Deine Aufgaben |
1 – Beantworte diese Fragen zum Forumsthread über HD-Filme unter Ubuntu:
(a) Welche Ubuntu-Version läuft auf dem HTPC?
(b) Was hat die Systemüberwachung laut dem Nachtrag über die Belastung der Cores gezeigt?
(c) Welche Plattform hat dki nach eigener Schätzung vermutet?
2 – Greif den Forumsthread über HD-Filme unter Ubuntu auf und schreib ihn nach dem letzten Satz weiter.

# 1080p unter Ubuntu auf Intel Atom Plattform



## Drade (7. Februar 2010)

Hallo,

Ich habe einen kleinen HTPC mit einem Intel Atom 330 und einer onboard Geforce 9400, sowie 4 GB DDR2 800 und einem Ubuntu 9.10 lafen.

Ich habe das Problem, dass wenn ich 1080p oder 720p Filme anschauen möchte, nur eine ungenießbare Diashow rüber kommt. Egal oder über Stream an die PS3 oder direkt am PC.

Ich habe schon viele Beiträge im Internet durchgelesen aber nichts hat geholfen. Selbst über den SMPlayer via vdpau ruckelt es.



Ist es überhaupt möglich HDFilme anzuschauen oder ist die Plattform zu schwach dafür?
Würde es eventuell weiterhelfen wenn ich eine richtige Grafikkarte einbaue?


Danke im Vorraus

Gruss Tim


//Edit:
Habe mal in der Systemüberwachung nachgeschaut. Die Belastung auf den Cores ist sehr monoton, sodass ein Core immer an die 100% stößt und es anfängt zu ruckeln. Die restlichen Cores sind jedoch sehr niedrig belastet.


----------



## dki (7. Februar 2010)

Hast du die Treiber von Nvidia installiert?

Ich schätze mal das du eine Nvidia ION Plattform hast. Soweit ich weiß, laufen unter Windows auch 1080p und 720p Filme.

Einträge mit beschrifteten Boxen
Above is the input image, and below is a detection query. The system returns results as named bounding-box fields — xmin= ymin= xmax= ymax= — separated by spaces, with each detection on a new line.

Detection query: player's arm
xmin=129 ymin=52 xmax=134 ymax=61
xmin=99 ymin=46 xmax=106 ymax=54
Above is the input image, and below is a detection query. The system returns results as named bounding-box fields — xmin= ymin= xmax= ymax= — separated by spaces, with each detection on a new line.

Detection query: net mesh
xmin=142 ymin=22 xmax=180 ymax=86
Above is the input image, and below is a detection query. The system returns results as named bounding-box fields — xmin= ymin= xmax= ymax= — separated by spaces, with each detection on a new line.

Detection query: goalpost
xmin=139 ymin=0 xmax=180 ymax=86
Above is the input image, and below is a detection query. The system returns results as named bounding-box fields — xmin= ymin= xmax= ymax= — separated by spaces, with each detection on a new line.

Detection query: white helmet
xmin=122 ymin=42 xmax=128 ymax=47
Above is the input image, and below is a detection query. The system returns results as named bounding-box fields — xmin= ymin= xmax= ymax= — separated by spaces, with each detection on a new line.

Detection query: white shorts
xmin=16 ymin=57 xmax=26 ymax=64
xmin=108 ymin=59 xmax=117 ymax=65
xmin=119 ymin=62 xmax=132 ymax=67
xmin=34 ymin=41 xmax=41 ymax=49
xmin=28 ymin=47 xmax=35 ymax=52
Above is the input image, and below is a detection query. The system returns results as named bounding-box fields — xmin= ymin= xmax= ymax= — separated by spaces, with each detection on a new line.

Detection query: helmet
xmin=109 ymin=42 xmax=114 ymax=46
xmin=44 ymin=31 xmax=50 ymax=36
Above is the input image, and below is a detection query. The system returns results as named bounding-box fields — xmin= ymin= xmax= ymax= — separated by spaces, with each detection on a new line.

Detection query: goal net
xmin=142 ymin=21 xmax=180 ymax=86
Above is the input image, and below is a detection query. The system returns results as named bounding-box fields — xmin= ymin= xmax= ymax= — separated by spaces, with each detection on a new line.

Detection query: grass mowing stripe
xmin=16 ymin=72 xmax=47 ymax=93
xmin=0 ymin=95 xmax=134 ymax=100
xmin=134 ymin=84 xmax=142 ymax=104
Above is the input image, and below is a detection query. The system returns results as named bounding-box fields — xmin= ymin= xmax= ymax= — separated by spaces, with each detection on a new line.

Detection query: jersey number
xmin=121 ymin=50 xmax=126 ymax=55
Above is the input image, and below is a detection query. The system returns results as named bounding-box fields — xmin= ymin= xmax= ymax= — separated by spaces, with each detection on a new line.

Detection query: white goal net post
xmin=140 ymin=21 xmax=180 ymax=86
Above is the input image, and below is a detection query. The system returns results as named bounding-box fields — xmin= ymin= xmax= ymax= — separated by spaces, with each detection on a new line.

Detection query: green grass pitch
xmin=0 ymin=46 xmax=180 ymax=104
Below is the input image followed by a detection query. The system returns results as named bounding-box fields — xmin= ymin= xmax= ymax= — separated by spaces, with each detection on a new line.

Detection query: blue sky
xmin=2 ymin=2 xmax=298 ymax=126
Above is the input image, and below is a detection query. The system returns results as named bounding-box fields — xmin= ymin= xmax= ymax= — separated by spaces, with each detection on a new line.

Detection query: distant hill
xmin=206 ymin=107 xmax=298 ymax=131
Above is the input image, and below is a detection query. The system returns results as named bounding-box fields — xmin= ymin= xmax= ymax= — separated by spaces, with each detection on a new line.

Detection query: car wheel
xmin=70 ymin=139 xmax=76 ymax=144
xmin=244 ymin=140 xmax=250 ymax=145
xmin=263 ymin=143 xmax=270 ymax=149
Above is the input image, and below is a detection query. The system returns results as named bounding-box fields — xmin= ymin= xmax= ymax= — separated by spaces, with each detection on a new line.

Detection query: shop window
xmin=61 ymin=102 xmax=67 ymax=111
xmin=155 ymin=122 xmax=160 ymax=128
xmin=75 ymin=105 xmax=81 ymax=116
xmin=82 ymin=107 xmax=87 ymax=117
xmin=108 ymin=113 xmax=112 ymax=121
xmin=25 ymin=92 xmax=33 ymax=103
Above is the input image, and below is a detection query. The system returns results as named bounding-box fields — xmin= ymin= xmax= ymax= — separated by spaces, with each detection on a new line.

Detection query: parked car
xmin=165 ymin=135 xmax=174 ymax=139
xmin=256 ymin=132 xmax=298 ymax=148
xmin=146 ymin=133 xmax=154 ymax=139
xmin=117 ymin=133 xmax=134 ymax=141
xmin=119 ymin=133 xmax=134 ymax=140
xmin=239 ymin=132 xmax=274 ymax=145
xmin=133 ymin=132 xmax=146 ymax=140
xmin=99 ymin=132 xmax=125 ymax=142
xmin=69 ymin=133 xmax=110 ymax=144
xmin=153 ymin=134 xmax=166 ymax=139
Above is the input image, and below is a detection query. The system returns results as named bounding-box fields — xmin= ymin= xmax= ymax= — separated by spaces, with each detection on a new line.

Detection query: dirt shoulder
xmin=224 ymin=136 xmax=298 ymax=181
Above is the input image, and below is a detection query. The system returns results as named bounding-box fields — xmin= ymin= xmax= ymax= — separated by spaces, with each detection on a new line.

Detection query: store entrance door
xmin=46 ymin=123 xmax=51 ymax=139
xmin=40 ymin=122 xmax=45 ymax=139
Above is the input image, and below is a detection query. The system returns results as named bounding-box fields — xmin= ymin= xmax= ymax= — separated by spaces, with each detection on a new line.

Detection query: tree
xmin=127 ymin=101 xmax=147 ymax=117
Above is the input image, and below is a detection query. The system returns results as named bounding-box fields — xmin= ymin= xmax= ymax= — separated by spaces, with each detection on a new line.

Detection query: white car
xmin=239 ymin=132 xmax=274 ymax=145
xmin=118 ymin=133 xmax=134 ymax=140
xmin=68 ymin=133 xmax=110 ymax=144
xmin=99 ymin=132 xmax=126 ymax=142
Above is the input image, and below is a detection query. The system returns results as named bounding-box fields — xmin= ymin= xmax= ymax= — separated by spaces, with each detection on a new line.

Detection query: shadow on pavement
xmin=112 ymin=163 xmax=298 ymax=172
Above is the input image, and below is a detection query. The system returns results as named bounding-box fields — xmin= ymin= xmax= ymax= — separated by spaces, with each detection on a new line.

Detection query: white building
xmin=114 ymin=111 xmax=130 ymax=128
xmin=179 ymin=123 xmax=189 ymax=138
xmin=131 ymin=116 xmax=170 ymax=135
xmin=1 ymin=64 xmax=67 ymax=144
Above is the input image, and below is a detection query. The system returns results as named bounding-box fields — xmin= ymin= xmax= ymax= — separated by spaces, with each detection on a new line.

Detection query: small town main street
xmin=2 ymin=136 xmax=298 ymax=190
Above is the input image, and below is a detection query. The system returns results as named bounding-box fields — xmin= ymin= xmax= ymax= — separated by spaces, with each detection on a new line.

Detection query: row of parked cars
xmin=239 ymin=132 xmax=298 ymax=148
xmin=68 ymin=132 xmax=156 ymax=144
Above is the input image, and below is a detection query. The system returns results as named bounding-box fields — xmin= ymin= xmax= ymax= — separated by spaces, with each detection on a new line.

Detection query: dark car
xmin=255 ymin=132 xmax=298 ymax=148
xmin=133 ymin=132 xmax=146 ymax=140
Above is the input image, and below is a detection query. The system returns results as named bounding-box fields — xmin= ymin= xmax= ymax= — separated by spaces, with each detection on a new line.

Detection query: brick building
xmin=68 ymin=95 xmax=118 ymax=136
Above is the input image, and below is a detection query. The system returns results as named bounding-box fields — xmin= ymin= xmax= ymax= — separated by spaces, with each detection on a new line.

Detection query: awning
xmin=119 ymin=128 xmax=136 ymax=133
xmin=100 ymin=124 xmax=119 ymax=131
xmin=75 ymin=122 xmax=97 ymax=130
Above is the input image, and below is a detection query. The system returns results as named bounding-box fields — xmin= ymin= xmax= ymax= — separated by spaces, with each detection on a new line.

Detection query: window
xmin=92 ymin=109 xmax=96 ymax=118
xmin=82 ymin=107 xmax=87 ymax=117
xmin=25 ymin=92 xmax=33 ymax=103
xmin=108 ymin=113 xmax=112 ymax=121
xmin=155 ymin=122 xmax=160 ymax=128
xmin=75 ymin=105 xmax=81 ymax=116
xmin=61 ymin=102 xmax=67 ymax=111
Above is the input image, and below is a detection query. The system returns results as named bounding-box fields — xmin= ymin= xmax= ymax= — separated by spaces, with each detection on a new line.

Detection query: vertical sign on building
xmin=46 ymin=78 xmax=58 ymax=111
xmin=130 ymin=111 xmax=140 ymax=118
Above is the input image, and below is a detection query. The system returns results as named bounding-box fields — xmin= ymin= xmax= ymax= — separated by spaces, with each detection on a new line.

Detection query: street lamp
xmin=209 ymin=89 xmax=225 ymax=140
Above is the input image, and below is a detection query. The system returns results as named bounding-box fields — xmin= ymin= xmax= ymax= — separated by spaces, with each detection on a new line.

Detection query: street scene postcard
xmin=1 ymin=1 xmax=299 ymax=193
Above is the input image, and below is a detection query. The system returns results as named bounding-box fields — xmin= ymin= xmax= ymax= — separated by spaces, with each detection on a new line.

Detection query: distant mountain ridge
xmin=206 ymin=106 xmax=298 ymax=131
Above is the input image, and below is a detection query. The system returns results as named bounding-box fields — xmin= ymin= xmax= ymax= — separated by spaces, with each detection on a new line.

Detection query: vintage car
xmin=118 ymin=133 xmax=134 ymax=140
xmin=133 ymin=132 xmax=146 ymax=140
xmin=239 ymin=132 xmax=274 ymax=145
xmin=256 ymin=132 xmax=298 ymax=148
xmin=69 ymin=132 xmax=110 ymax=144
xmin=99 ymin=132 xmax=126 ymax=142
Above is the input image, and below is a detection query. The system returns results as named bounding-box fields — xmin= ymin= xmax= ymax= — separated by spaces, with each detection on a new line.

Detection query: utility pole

Die Lösungen |
1 –
(a) Ubuntu 9.10.
(b) Ein Core stößt immer an die 100 %, und dann fängt es an zu ruckeln. Die übrigen Cores sind nur sehr niedrig belastet.
(c) Eine Nvidia-ION-Plattform.

2 –
http://www.nvidia.de/Download/index.aspx?lang=de

Hier der Link zu den Treibern.


----------



## deepthroat (8. Februar 2010)

Hi.

Du könntest ja auch mal die multi-threaded FFmpeg Unterstützung ausprobieren, also -lavdopts threads=N beim Abspielen angeben.

Gruß


----------



## Drade (8. Februar 2010)

Ja, es ist eine NVidia ION Plattform, um genau zu sein handelt es sich um ein ASUS AT3N7A-I.

Windows möchte ich ungern installieren, da ich es als Fileserver bzw. Streaming-Server für Filme und Musik nutze.

Die FFmpeg unterstützung welchen Programmes? FFmpeg ist doch nur der Encoder oder?

Der SMPlayer arbeitet mit nur mit Mencoder, dort läuft es weder mit 4 noch mit 2 Threads.


Gruss Tim


----------



## deepthroat (8. Februar 2010)

Drade hat gesagt.:


> Die FFmpeg unterstützung welchen Programmes?


Von MPlayer/MEncoder.


Drade hat gesagt.:


> FFmpeg ist doch nur der Encoder oder?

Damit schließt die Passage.